── Source

Previous attempts at solar powered refrigeration have mostly been using Photovoltaic (PV) electrical solar power to drive a vapour compressor based refrigerator, as show by Ewert eta! in US patent no 6,253,563. The main disadvantages of this is thatPV can be costly and can have a limited lifetime of around 20 years, and the compressor based technology relies on moving parts which like all mechanical moving parts can fail during long term use.
Other attempts mostly are single cycle systems on a day and night cycle whereby the sun charges the system during the day and as it cools over night the cooling of the cold box takes place. An example of this is seen in US patent no 2,391,434. Further attempts have been made by using a heat exchanger to transfer solar thermal energy into an absorption refrigeration unit, such as in US patent no 4,362,025.
Accordingly it is desirable to provide an efficient thermally driven solar refrigeration system that is cheap to manufacture and contains no moving, or degrading parts.
Statement of Invention
This thermally driven solar powered refrigeration apparatus is based upon advancements and adaptations of Albert Einstein & Leo Szilard's method of refrigeration detailed in GB patent no 282,428 titled Improvements relating to Refrigerating Apparatus.
This invention relates to the modification and adaptation of Einstein et al's method of refrigeration to utilise solar thermal energy as a direct source of heat within this modified apparatus along with further modifications to optimise its use with solar thermal energy, including the use of environmentally safe organic substances within the apparatus, and improvements to the required cooling of the condenser and other parts of the apparatus.
The refrigeration process us is carried out by utilising an auxiliary medium, an absorption medium and a refrigerant in this apparatus.
An organic version of this refrigeration process can be carried out utilising a methyl alcohol such as methanol as the auxiliary medium, octyl alcohol such as octanol as the absorption medium and a refrigerant of butane, propane, ethane, isopropyl alcohol or other suitable refrigerant having a lower specific gravity than the solution of chosen absorption medium with chosen auxiliary medium. In different embodiments of the apparatus a refrigerant with high specific gravity can be used such as bromoform or Tetrafluoroethane Ri 34a.
This process could also be run as a non-organic version utilising ammonia as the auxiliary medium and water as the absorption medium, or any other possible absorption pairs. This is more in line with the know absorption refrigeration cycles but would be less efficient.
The cooling of the condenser and pipe carrying the absorption medium into the condenser have also being modified to have cooling fins to be suitable for solar and use in remote locations.
A cold thermal store is added over the evaporator to store cold thermal energy for continued use in the absence of the sun. This cold thermal store can be either located within the refrigeration area or insulated and located remotely with remote cooling taking place via a refrigerant passed through pipes within the thermal store. This could be controlled by way of a thermostat for accurate temperature control. Using this method a refrigeration system could be installed for a building with a large scale solar refrigeration unit on the roof and refrigeration pipes added into the building from the cold thermal store to all of the refrigeration appliances (fridges, freezers and air-conditioning) around the building.

────

-- Tasks to carry out --
1. Transcribe the part of the passage on solar-powered refrigeration that opens with the words containing "This process could" and closes with "in remote locations.".
2. Pick up the passage on solar-powered refrigeration after its last sentence and keep writing it.

── Raw data

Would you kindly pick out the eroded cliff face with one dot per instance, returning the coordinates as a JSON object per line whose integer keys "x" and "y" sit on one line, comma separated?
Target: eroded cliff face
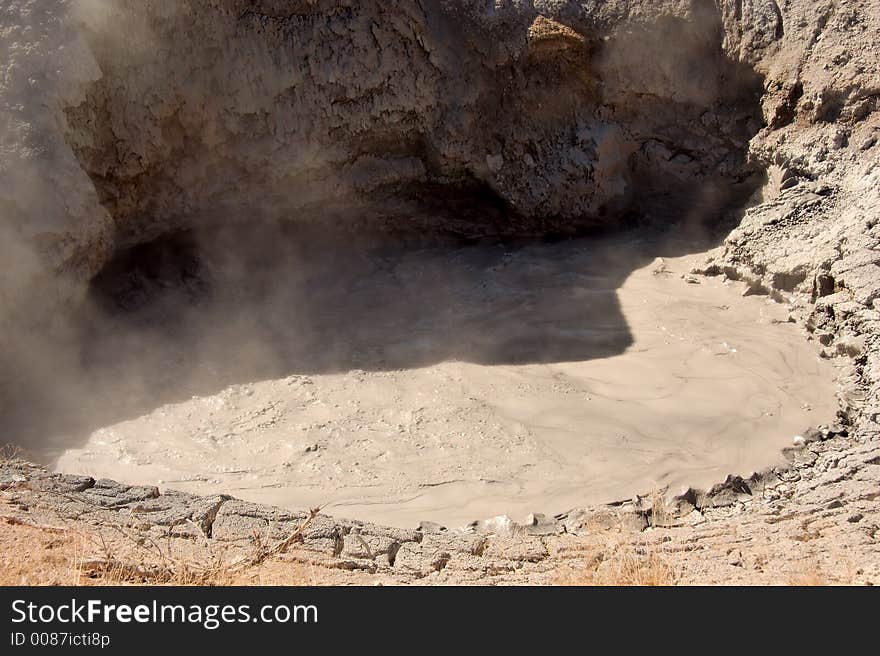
{"x": 126, "y": 122}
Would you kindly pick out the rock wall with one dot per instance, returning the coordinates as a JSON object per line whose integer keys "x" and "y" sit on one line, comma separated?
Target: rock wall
{"x": 127, "y": 121}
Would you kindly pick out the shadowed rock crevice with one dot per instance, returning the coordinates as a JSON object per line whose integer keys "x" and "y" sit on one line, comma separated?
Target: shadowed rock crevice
{"x": 410, "y": 119}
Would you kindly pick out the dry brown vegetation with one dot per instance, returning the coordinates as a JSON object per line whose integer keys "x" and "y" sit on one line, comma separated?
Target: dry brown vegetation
{"x": 56, "y": 555}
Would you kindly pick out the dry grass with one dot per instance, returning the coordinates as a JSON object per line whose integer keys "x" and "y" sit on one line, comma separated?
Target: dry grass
{"x": 620, "y": 565}
{"x": 57, "y": 555}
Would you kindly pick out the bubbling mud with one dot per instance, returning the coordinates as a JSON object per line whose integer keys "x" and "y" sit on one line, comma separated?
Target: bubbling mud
{"x": 445, "y": 384}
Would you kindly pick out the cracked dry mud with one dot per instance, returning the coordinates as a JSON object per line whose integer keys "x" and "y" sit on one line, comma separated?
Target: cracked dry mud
{"x": 473, "y": 121}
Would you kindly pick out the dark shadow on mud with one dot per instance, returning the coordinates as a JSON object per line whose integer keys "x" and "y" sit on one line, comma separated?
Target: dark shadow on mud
{"x": 192, "y": 314}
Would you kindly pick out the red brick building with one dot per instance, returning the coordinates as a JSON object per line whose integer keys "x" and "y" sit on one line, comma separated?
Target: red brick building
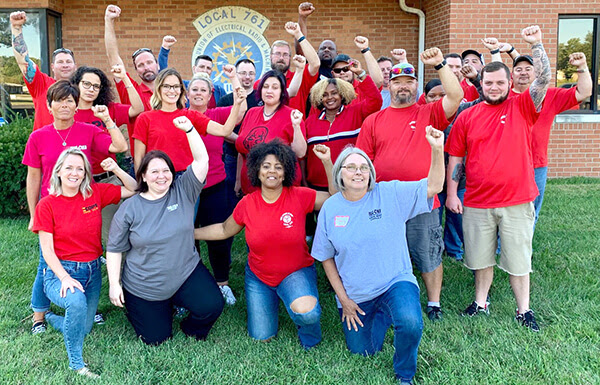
{"x": 452, "y": 25}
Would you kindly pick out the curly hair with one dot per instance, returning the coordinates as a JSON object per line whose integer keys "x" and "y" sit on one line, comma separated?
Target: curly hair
{"x": 284, "y": 154}
{"x": 345, "y": 89}
{"x": 105, "y": 95}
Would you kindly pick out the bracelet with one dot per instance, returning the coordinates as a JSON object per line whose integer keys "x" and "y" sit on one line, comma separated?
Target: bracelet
{"x": 441, "y": 65}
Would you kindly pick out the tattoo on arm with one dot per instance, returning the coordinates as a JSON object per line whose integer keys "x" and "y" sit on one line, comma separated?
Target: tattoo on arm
{"x": 541, "y": 64}
{"x": 458, "y": 172}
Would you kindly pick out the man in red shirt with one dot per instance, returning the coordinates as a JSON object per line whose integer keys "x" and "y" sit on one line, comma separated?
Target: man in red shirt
{"x": 500, "y": 187}
{"x": 62, "y": 66}
{"x": 394, "y": 139}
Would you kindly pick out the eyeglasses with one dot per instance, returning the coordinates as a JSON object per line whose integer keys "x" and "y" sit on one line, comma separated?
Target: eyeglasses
{"x": 173, "y": 87}
{"x": 87, "y": 85}
{"x": 364, "y": 168}
{"x": 139, "y": 51}
{"x": 342, "y": 69}
{"x": 405, "y": 70}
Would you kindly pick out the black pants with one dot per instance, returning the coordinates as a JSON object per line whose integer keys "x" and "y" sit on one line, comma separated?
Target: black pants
{"x": 153, "y": 320}
{"x": 215, "y": 208}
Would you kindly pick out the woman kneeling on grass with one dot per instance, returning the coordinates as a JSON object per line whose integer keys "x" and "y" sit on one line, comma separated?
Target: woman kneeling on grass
{"x": 361, "y": 241}
{"x": 69, "y": 223}
{"x": 279, "y": 265}
{"x": 162, "y": 267}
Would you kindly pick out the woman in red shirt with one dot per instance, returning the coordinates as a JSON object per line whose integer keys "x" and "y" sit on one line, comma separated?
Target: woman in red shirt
{"x": 273, "y": 120}
{"x": 69, "y": 224}
{"x": 279, "y": 264}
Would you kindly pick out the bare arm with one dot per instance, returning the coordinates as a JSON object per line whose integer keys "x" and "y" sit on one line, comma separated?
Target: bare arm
{"x": 218, "y": 231}
{"x": 26, "y": 65}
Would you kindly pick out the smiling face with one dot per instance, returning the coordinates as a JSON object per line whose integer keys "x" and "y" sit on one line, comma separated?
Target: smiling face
{"x": 271, "y": 172}
{"x": 271, "y": 92}
{"x": 158, "y": 176}
{"x": 71, "y": 174}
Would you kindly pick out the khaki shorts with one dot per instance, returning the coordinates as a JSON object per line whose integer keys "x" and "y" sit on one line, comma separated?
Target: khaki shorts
{"x": 514, "y": 225}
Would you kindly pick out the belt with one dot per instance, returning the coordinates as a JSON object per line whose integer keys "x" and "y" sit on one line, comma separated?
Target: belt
{"x": 104, "y": 175}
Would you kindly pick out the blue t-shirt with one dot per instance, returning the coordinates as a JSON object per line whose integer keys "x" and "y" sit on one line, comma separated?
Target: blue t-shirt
{"x": 367, "y": 238}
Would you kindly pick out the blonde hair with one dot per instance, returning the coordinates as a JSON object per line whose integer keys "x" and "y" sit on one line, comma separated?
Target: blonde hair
{"x": 55, "y": 183}
{"x": 156, "y": 99}
{"x": 345, "y": 89}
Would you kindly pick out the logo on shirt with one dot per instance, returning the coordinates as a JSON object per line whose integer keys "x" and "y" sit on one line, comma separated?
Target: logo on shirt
{"x": 341, "y": 220}
{"x": 90, "y": 208}
{"x": 287, "y": 219}
{"x": 375, "y": 214}
{"x": 173, "y": 207}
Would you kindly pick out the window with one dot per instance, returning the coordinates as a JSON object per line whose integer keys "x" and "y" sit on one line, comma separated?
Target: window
{"x": 42, "y": 34}
{"x": 579, "y": 33}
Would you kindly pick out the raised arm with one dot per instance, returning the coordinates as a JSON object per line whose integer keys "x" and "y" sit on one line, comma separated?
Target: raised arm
{"x": 199, "y": 153}
{"x": 362, "y": 43}
{"x": 110, "y": 37}
{"x": 218, "y": 231}
{"x": 309, "y": 52}
{"x": 454, "y": 93}
{"x": 541, "y": 64}
{"x": 26, "y": 65}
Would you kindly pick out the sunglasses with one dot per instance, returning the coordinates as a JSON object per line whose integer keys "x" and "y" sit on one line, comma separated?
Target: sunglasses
{"x": 342, "y": 69}
{"x": 140, "y": 51}
{"x": 405, "y": 70}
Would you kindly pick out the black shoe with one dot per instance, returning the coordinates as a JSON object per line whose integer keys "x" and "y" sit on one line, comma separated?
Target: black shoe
{"x": 527, "y": 319}
{"x": 475, "y": 309}
{"x": 434, "y": 313}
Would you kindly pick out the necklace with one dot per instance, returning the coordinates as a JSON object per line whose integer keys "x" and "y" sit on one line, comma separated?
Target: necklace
{"x": 65, "y": 138}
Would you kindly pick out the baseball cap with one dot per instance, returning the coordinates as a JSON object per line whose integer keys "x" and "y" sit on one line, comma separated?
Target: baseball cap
{"x": 402, "y": 69}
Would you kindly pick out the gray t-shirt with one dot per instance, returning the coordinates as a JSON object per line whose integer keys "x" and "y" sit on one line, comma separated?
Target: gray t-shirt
{"x": 367, "y": 238}
{"x": 158, "y": 237}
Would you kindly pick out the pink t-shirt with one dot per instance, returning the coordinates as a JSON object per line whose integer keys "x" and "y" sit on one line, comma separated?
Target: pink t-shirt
{"x": 45, "y": 145}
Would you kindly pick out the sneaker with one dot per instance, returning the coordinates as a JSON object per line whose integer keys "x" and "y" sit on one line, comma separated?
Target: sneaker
{"x": 38, "y": 327}
{"x": 99, "y": 319}
{"x": 434, "y": 313}
{"x": 527, "y": 319}
{"x": 475, "y": 309}
{"x": 87, "y": 373}
{"x": 227, "y": 295}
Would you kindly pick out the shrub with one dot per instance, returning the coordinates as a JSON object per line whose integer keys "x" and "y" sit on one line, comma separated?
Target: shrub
{"x": 13, "y": 174}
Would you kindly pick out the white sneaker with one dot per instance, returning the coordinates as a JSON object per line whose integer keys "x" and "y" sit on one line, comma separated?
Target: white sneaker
{"x": 227, "y": 295}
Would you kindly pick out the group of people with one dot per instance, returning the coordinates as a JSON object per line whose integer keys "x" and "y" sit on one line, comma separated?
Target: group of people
{"x": 358, "y": 149}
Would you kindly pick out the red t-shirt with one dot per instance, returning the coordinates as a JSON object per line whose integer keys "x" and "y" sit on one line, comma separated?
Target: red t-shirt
{"x": 118, "y": 112}
{"x": 255, "y": 129}
{"x": 497, "y": 139}
{"x": 275, "y": 232}
{"x": 76, "y": 223}
{"x": 156, "y": 130}
{"x": 44, "y": 146}
{"x": 394, "y": 139}
{"x": 214, "y": 147}
{"x": 556, "y": 101}
{"x": 38, "y": 88}
{"x": 469, "y": 90}
{"x": 145, "y": 94}
{"x": 341, "y": 132}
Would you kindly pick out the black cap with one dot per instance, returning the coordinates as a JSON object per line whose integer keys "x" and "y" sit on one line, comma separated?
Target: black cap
{"x": 521, "y": 58}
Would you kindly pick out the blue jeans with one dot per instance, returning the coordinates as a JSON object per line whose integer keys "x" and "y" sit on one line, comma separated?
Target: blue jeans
{"x": 453, "y": 236}
{"x": 541, "y": 175}
{"x": 263, "y": 305}
{"x": 80, "y": 307}
{"x": 39, "y": 302}
{"x": 400, "y": 307}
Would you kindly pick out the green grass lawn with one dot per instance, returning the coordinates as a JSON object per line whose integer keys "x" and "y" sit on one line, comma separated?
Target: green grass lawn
{"x": 565, "y": 295}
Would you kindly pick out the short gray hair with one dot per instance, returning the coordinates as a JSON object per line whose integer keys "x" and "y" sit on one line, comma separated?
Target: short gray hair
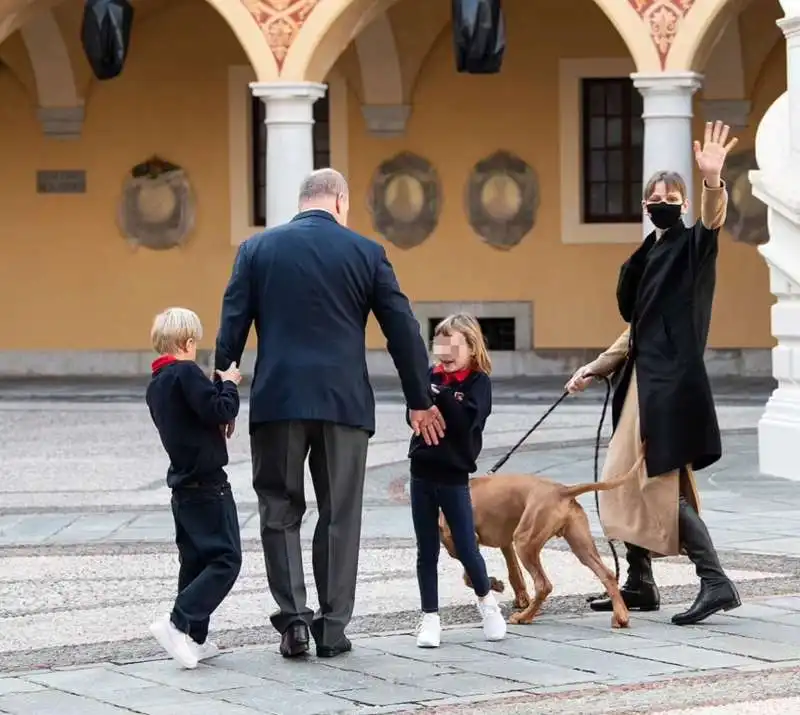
{"x": 173, "y": 328}
{"x": 322, "y": 183}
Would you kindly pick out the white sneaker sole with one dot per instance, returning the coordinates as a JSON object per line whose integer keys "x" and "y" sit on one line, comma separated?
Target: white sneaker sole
{"x": 160, "y": 631}
{"x": 201, "y": 656}
{"x": 428, "y": 643}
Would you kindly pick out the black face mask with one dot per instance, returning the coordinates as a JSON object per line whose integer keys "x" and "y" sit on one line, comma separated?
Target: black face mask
{"x": 664, "y": 215}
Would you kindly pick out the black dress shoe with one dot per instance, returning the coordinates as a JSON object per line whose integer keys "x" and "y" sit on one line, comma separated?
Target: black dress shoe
{"x": 639, "y": 591}
{"x": 331, "y": 651}
{"x": 717, "y": 592}
{"x": 294, "y": 641}
{"x": 713, "y": 597}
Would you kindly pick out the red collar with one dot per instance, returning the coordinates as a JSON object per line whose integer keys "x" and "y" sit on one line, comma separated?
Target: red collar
{"x": 449, "y": 377}
{"x": 162, "y": 361}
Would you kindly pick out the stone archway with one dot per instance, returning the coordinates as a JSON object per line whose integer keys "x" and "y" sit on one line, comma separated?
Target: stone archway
{"x": 244, "y": 24}
{"x": 331, "y": 25}
{"x": 699, "y": 32}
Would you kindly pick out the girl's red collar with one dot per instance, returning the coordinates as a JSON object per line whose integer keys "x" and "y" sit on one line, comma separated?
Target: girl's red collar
{"x": 448, "y": 377}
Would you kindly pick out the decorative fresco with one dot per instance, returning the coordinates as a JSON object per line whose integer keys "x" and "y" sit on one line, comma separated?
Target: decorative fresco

────

-- Answer set --
1.
This process could also be run as a non-organic version utilising ammonia as the auxiliary medium and water as the absorption medium, or any other possible absorption pairs. This is more in line with the know absorption refrigeration cycles but would be less efficient.
The cooling of the condenser and pipe carrying the absorption medium into the condenser have also being modified to have cooling fins to be suitable for solar and use in remote locations.

2.
An alternative for a temperature-controlled environment is to have the cold thermal store located above the refrigeration area with thermostatically controlled insulated vents that open when cooling is required.
To use the apparatus for atmospheric water collection the thermal store would not be necessary and the evaporator should be joined to a large surface area water condenser within an atmospheric water collection unit. This would be suitable for collection of pure drinking water in remote locations or where the water source was dirty or contaminated.
Introduction to Drawings
Figure 1 is a schematic view of the solar powered refrigeration apparatus in its preferred embodiment when the thermal store is located directly within an attached refrigeration area.
Figure 2 is a schematic view of the solar powered refrigeration apparatus in an alternative embodiment of figure 1.
Figure 3 is a schematic view of the evaporator and cold thermal store of the solar powered refrigeration apparatus when the apparatus is to be located away from the refrigeration area such as with air conditioning, or if accurate temperature control is needed within the refrigeration area by way of a thermostat.
Figure 4 is a schematic view of the condenser cooling fins in the preferred embodiment with heat pipes attached to the condenser and through the fins.
Figure 5 shows the same as figure 1 but the preferred embodiment using a solar thermal collector with thermal mass as detailed in my patent application entitled Improvements to Solar Thermal Collectors filed on 25th March 2010 with application number GB1005038.3.
Figure 6 shows the same as figure 1 but the preferred embodiment using a refrigerant of higher specific gravity than the solution of absorption medium with auxiliary medium.
Figure 7 is a schematic view of the solar powered refrigeration apparatus in an alternative embodiment.
Figure 8 is a schematic view of the evaporator housed in an example casing designed for atmospheric water collection.
Numbering of items is universal between all figures, i.e. 10 is the condenser within all figures and embodiments detailed.
Detailed Description
Referring to figure 1 showing one embodiment of the invention, 1 shows the solar collector tubes containing a mixture of the auxiliary medium and the absorption medium. A small solar collector 2 is feed from a pipe within the solar collector 1 at a point lower than the level 17 of mixed auxiliary medium and absorption medium solution, this small solar collector provides additional heat to the absorption medium which is fed into pipe 3 which further connects to the absorption medium reservoir 4.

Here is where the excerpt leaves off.